# Improve Towing



## dharris (Feb 3, 2007)

OK all, here are some photos of my truck and TT. Not matter what I do to the WDB setup, the outcome is about the same.
What are some aftermarket product I can install to improve the handling. For the most part my rig handles well, until heavy winds and trucks passing me (both directions). My truck has not rear sway bar installed. What can you tell from the photos I posted?




































Front right side tire gap








Rear right side tire gap


----------



## huntr70 (Jul 8, 2005)

My recommendation would be to tilt the head back farther to make some use of the WD bars. That should get you some more transfer to the front end. What weight bars are they?? They look a little weak.

I think I would drop the ball a hole or 2 also, as the trailer is sitting level, but your truck is rear end weary. If you get everything level, that is where you need to start.

Also, ditch the friction sway bar and get yourself a dual cam setup.

The friction bars aren't good for anything over 20-24 foot.

Steve


----------



## dharris (Feb 3, 2007)

huntr70 said:


> My recommendation would be to tilt the head back farther to make some use of the WD bars. That should get you some more transfer to the front end. What weight bars are they?? They look a little weak.
> 
> Also, ditch the friction sway bar and get yourself a dual cam setup.
> 
> ...


Tilt the head back even more than it already is? I will try it, there is an adjusting bolt that I can play with until I like the setting. Do I have to add more washers?

If the friction bar is no good, why would the TT dealer put it on my setup?


----------



## huntr70 (Jul 8, 2005)

For the same reason my first dealer sent me home with a loose hitch, the wrong brake controller, and a friction bar for my 28 footer.........they just don't know any better.

The best way to do a hitch is start from scratch, read the instructions, and do it yourself. If the dealer set your equipment up, did you have your truck and trailer loaded for camping?? Most likely not, so now the setup is off a couple hundred pounds from the start.

Not sure on the washers.....I have a Reese head that doesn't use washers.

Steve


----------



## dharris (Feb 3, 2007)

huntr70 said:


> For the same reason my first dealer sent me home with a loose hitch, the wrong brake controller, and a friction bar for my 28 footer.........they just don't know any better.
> 
> The best way to do a hitch is start from scratch, read the instructions, and do it yourself. If the dealer set your equipment up, did you have your truck and trailer loaded for camping?? Most likely not, so now the setup is off a couple hundred pounds from the start.
> 
> ...


Thanks man! Can you send me a link your suggestion?


----------



## Carey (Mar 6, 2012)

I've got your fix, but wont be on the market til this winter/spring. Thats all I will say, as I'm having the patenting done right now..

There is nothing on the market like this, and this thing will make your tow behind trailer tow better than a 5th wheel..

▸ **Problem details**: Write out the towing thread word for word from "# Improve Towing" to "photos I posted?". The records have no connection to the towing thread.

▸ **Excerpted records**:
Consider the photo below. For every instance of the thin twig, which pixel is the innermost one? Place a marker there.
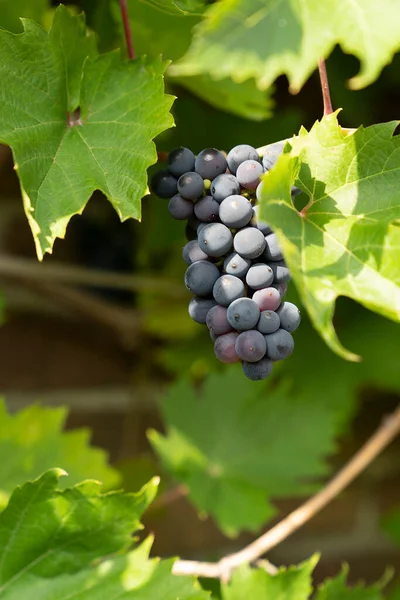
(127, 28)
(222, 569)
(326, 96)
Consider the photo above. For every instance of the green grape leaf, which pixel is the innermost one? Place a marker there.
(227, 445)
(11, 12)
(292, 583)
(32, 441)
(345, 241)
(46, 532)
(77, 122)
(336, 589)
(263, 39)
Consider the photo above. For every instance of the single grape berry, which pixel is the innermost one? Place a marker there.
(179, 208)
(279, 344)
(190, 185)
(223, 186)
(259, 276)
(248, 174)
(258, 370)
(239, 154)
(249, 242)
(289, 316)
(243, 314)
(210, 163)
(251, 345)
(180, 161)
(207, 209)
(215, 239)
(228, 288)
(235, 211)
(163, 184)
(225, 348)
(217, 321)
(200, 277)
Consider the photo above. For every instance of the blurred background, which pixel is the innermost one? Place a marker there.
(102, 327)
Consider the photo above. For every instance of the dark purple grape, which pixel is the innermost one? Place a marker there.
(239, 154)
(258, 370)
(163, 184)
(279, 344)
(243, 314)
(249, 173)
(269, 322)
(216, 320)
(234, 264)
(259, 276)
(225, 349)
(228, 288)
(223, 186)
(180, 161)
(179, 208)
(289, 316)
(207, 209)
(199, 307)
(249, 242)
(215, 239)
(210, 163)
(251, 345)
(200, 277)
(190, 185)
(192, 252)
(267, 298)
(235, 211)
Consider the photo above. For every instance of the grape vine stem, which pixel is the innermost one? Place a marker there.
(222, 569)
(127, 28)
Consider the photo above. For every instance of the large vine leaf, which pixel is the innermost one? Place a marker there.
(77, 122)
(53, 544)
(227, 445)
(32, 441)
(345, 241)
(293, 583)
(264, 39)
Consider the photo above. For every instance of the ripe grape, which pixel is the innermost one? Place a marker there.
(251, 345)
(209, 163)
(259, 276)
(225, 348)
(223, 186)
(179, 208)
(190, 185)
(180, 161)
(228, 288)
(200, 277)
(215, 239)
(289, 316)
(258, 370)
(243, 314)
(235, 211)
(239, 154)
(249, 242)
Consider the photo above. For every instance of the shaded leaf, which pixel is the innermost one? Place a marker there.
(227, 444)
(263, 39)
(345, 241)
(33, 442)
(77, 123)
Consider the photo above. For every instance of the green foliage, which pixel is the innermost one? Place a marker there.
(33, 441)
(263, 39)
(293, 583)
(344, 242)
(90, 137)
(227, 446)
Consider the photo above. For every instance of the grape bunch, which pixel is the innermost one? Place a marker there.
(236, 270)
* * *
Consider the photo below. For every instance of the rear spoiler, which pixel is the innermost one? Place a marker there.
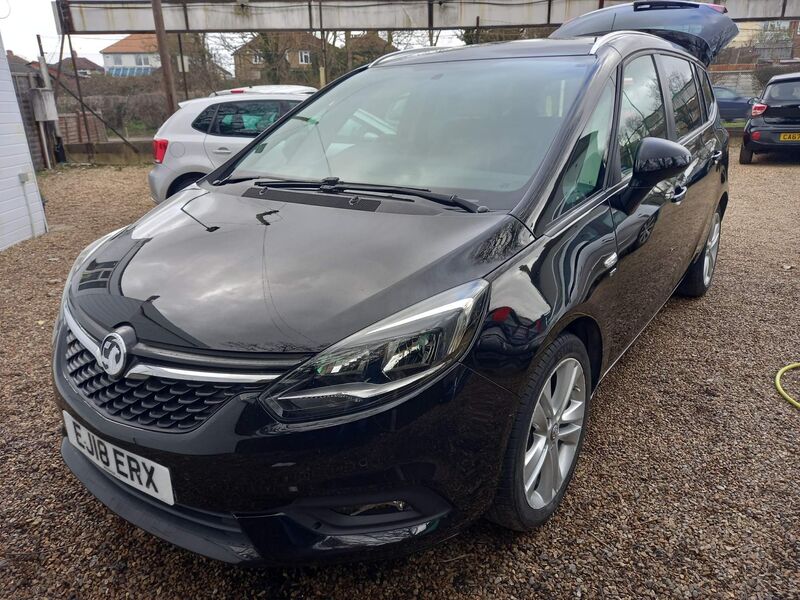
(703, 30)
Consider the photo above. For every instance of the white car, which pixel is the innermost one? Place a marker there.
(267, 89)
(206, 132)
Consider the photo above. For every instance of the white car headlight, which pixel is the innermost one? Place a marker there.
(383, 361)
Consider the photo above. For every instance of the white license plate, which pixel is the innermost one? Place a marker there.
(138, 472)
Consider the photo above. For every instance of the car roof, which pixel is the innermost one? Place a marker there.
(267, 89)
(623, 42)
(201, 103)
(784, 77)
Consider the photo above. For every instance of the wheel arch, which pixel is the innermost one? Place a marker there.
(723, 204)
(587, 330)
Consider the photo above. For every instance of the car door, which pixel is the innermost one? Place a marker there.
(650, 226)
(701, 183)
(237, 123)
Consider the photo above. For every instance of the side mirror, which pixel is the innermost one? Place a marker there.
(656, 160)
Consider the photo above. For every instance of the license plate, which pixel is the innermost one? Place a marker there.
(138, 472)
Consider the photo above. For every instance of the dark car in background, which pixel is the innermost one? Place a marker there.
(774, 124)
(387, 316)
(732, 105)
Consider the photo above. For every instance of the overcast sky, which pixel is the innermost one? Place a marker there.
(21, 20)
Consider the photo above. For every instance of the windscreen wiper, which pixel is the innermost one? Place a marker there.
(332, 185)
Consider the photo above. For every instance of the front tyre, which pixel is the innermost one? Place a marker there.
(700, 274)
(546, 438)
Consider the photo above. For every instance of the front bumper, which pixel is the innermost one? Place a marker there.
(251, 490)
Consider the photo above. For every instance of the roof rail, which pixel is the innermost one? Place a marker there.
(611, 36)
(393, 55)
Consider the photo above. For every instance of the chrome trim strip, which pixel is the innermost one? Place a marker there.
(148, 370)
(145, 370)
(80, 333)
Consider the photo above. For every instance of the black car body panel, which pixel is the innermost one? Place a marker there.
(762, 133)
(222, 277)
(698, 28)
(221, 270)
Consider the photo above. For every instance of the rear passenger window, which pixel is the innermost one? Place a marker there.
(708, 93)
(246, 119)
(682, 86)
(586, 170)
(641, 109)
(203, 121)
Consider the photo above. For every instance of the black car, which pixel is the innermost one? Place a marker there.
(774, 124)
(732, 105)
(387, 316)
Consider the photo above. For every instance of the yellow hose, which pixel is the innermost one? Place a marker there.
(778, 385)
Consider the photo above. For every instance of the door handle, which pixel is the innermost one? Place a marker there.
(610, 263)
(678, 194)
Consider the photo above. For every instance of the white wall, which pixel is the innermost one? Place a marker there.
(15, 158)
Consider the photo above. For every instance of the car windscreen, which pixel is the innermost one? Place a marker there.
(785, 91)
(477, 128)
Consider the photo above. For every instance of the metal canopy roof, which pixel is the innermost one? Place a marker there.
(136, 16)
--
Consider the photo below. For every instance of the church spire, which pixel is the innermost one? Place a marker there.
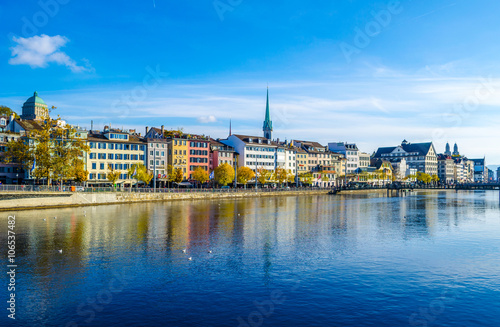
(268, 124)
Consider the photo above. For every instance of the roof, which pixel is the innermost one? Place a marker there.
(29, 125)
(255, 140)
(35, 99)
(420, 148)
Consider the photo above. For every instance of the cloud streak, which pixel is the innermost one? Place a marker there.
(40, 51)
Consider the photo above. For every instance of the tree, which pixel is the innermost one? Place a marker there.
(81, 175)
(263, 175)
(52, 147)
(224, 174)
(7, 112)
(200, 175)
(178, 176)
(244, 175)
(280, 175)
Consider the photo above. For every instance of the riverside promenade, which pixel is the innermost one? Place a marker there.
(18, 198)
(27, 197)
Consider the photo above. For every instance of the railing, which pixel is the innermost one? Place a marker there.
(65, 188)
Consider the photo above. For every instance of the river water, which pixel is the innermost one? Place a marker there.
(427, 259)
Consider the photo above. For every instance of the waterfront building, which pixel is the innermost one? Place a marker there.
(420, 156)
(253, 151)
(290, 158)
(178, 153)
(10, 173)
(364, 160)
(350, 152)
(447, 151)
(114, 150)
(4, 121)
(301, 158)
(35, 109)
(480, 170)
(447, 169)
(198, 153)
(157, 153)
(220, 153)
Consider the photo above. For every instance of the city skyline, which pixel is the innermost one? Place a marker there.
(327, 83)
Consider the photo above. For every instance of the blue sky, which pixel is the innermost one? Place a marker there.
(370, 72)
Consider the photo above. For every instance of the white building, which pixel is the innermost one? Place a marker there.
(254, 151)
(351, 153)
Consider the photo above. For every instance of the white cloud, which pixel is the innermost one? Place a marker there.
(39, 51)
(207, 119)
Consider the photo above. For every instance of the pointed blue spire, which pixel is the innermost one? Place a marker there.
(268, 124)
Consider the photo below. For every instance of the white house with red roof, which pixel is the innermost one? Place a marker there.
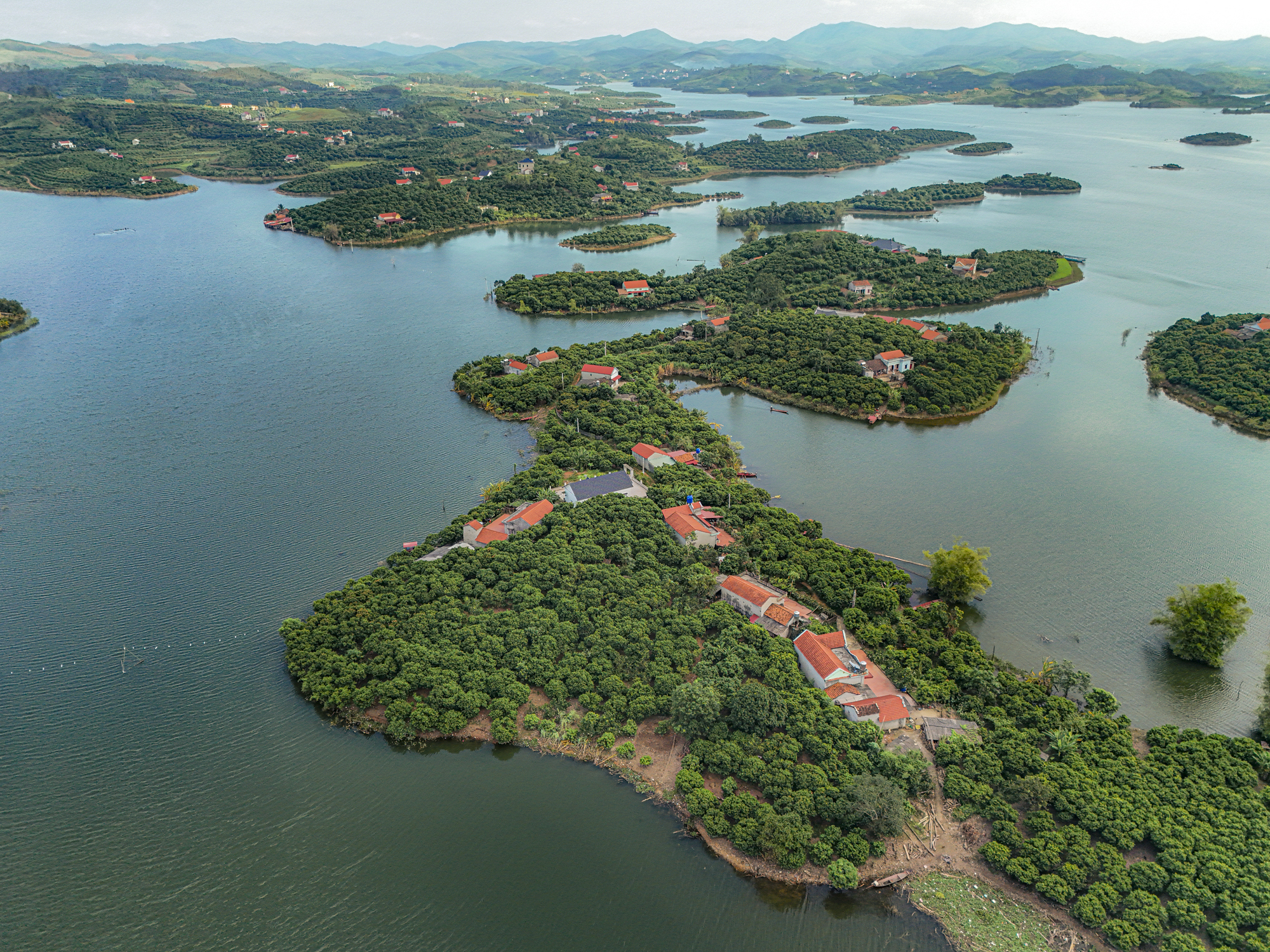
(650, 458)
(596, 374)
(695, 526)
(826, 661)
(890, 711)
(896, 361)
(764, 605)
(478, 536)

▸ **Solution to the exercise**:
# Improve Towing



## dharris (Feb 3, 2007)

OK all, here are some photos of my truck and TT. Not matter what I do to the WDB setup, the outcome is about the same.
What are some aftermarket product I can install to improve the handling. For the most part my rig handles well, until heavy winds and trucks passing me (both directions). My truck has not rear sway bar installed. What can you tell from the photos I posted?